Available data
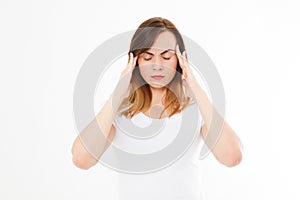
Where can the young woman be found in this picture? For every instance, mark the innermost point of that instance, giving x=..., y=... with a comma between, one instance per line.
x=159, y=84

--

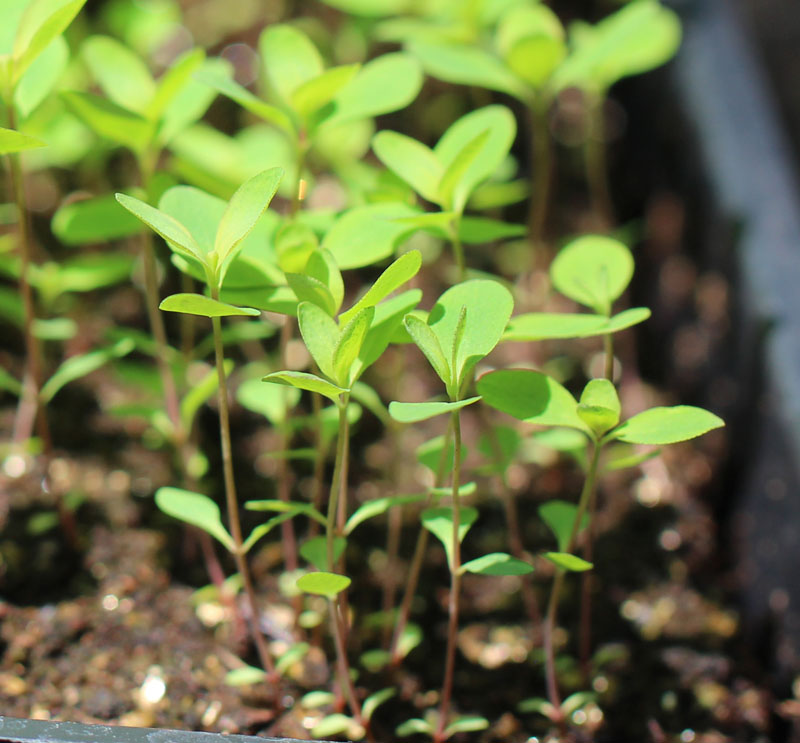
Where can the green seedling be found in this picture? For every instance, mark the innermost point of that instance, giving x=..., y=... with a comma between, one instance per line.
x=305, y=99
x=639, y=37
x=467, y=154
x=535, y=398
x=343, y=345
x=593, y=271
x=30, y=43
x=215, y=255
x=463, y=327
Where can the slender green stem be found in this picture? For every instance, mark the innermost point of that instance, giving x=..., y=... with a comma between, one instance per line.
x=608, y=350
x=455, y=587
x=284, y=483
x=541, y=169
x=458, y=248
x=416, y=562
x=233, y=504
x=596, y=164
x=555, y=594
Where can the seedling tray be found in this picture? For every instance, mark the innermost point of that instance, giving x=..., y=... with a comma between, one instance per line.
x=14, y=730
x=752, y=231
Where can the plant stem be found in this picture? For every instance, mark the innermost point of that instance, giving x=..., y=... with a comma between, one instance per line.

--

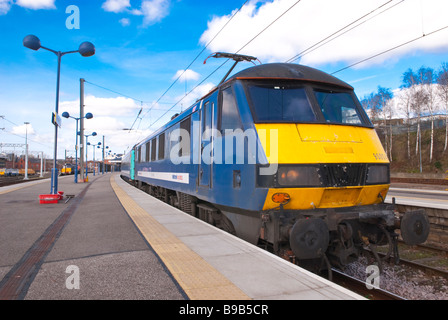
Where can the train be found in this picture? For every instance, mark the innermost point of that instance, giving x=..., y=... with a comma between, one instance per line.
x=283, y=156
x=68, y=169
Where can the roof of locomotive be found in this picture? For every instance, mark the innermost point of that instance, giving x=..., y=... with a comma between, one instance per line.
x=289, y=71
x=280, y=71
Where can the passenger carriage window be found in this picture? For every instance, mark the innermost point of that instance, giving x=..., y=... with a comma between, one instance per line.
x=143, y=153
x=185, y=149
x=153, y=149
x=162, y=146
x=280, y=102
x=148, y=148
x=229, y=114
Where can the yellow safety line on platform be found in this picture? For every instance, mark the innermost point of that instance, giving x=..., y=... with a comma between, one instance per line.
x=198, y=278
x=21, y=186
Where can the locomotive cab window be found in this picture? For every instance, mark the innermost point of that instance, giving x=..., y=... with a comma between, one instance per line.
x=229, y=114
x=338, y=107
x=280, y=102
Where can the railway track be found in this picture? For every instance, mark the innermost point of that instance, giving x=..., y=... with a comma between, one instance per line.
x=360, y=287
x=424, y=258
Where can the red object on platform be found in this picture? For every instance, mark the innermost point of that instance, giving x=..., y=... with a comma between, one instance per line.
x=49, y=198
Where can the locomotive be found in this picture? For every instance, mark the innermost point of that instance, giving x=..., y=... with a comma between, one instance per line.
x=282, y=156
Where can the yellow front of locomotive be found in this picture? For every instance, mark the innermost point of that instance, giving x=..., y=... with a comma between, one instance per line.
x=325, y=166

Work to complete
From the material above, set down exactly the lines starting at the one with "Where can the green" and ending at the one with "Where can the plant", end lines included.

Your solution
Where can the green seedling be found in this picture? For every instance, mark the innermost point of that instance, giving x=..., y=... with a comma between, one instance per line.
x=305, y=99
x=639, y=37
x=467, y=154
x=535, y=398
x=343, y=345
x=593, y=271
x=30, y=43
x=215, y=255
x=463, y=327
Where can the slender green stem be found in this picture? For every instance, mark the innermost point of that instance, giving x=..., y=... with a comma between, one instance per line.
x=608, y=350
x=455, y=587
x=284, y=483
x=541, y=169
x=458, y=248
x=416, y=562
x=233, y=504
x=596, y=164
x=555, y=594
Where can the seedling tray be found in this picture? For every instance, mark the innermost point of that instance, giving x=..., y=... with a comma between, one instance per line.
x=14, y=730
x=752, y=231
Where can the plant stem be found in this picture? For every instance, mark the innermost point of that instance, giving x=..., y=... with a comma between, one instance per line.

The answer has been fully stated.